# Given text:

* * * * * * * * *

Tutor Report from 9th September 2010


Tutor Report Form

Student name: Simon Allard
Student number: 487150
Course/Module title: Printmaking 1
Assignment number: 1 - Monoprints

Overall Comments
Simon, you’ve produced a vast amount of work for this first assignment and it’s great to see such enthusiasm and confidence shining through within the work, well done! It would be really useful in your learning log on your Internet blog to title each project as a link* so it’s easy to find your notes and thoughts on how each project has gone – your own critique of what you’ve achieved at each stage. Reflect on things that have been a success and things that you might want to work on further to make improvements, as well as discussing where your ideas have come from and where you might see them going.
* This is a really useful idea
Feedback on assignment

Project 1

Your early prints show a great variety of experimental marks and textures, some controlled and others quite spontaneous. Using brushes and dabbers to make marks is ideal, but there are many other mark-making tools* you could use to create interesting patterns and surfaces. Changing the consistency of your ink*Will definately do this can always add another dimension, whether using water or a medium – some mediums will increase transparency, some can make the ink thicker and tackier.

* * * * * * * * *

Excerpts from a segmentation dataset:
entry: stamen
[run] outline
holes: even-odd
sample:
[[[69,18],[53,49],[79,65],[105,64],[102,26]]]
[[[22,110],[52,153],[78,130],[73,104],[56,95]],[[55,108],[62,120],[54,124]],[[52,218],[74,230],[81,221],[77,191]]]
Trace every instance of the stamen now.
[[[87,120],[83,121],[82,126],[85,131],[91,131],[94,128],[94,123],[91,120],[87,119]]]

* * * * * * * * *

# What this task involves:
Continue the tutor report, starting after its final sentence.

# Exercise result:
Your preparation for you still life studies is full of good observational drawings and photos. You have used pastel, pen and watercolour– using different mediums encourages you to see what can happen to a composition and the subject depending on how you use your materials; excellent practice that can feed into the working process of making prints, especially monotypes. There are some beautiful studies f your still life; I’m assuming the inks you have used are waterbased; they seem to have that quality, and have worked well with the brush techniques you have used. There could be little more contrast between light and dark in the tones and opacity of the ink you have applied. I think a mixture of thin and thick brush strokes could help differentiate certain areas of the composition too. The thick paper has worked well, absorbing you ink well and leaving good clean edges. It’s interesting to see some subtle differences in the overall finish when you print on the off-white paper, which is a little smoother in it’s finish. It’s well worth pursuing the use of a variety of papers*Action, research and buy variety of papers. Great Art mail order has a great selection at an affordable price. The studies of the bowl on it’s own are good practice; you have begun to think about shadows and trying to use light and dark areas to create a sense of 3rd dimension. The 4th and final study reveals far more contrast and a good sense of space and depth of field is taking shape due to your use of colour. A change in the direction of your marks and brush strokes will continue to help with this, and even a stark difference in surface detail, like running a fork through the ink *will do this to create the background in the yellow, or adding some pattern to the table that the objects are sat on.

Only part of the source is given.